# Set problem
In the text on car insurance renewals below, translate this sentence into Spanish: "Switched on motorists know that when it comes to car insurance, loyalty seldom pays."

# Text extract
That’s because many car owners stick with the same insurer, assuming that a low premium last time means a low premium this time too. According to GoCompare, 8.8 million drivers rolled-over their last car insurance renewal without checking for cheaper premiums, missing out on typical savings of around £240 each. 

8.8 million drivers rolled-over their last car insurance renewal without checking for cheaper premiums, missing out on typical savings of around £240 each.

The survey found that 31% of drivers have stayed with the same insurer for three years or more and nearly half (46%) of the 8.8m drivers who allowed their cover to automatically renew did so in the belief that because their insurer was cheapest last time they were bound to be good value this time around too.

Other reasons why drivers auto renew their policies include: 

  • Loyalty to an insurer which has ‘always looked after them'- 26%
  • Too much hassle, even if they can save money - 18%
  • They find car insurance confusing and lack the confidence to switch - 6%
  • Worried that they will lose their no claims discount - 6%

Of the 66% of drivers who didn't allow their car insurance to roll-over at their last renewal, 52% wanted to find cheaper cover and save money and 40% didn't trust their insurer to give them the best deal year after year. 28% believe they get a better deal as a new customer.

GoCompare’s Lee Griffin commented: "Millions of drivers are potentially overpaying for their car insurance in the mistaken belief that an insurer offering the cheapest premium one year is bound to offer the same good value the next.

“However, many drivers have found that insurers often offer the sweetest deals to new customers whilst pushing up premiums for their existing customers. Switched on motorists know that when it comes to car insurance, loyalty seldom pays.

Insurers typically send out renewal notices two to three weeks before a policy is due to come to an end and you should use this time to shop around to see if you can get a better deal. Many insurers will automatically renew your insurance unless you contact them to tell them otherwise and their letter will focus on the convenience of needing to do nothing at all in order for your insurance to continue.

# Given records
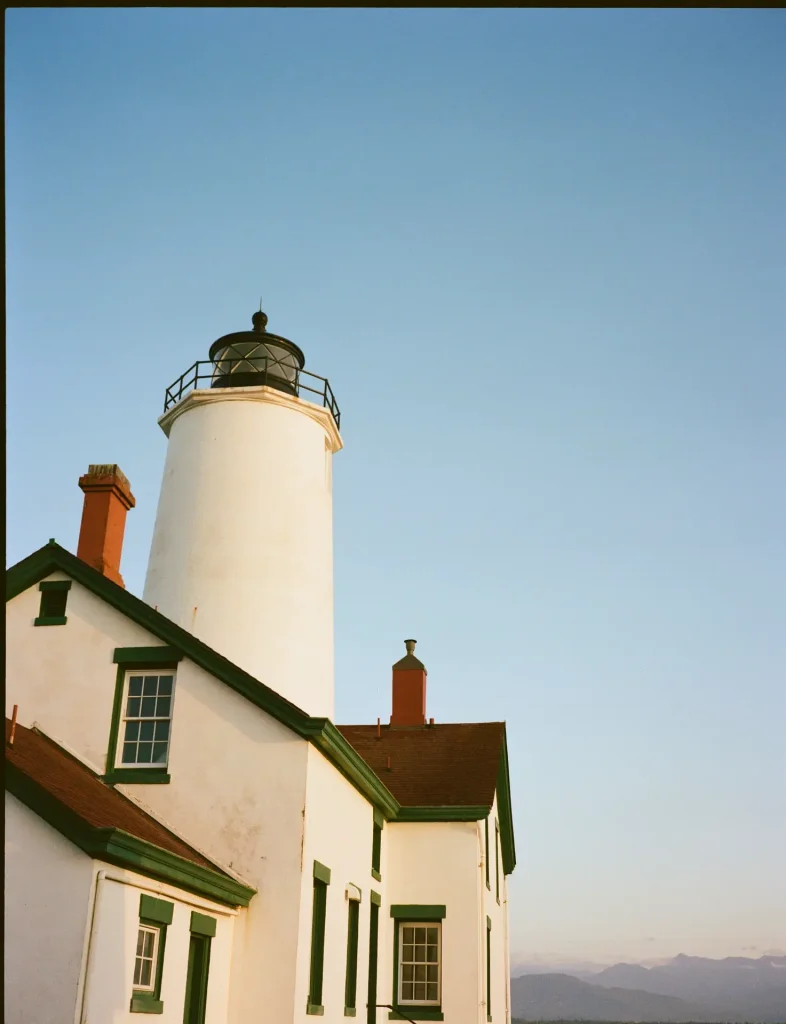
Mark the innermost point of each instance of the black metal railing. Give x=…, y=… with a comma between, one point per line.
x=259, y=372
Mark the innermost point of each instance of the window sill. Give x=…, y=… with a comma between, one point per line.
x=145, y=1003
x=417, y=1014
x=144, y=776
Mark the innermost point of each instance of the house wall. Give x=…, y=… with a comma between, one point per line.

# Finished task
Los automovilistas bien informados saben que, cuando se trata del seguro de coche, la fidelidad rara vez sale a cuenta.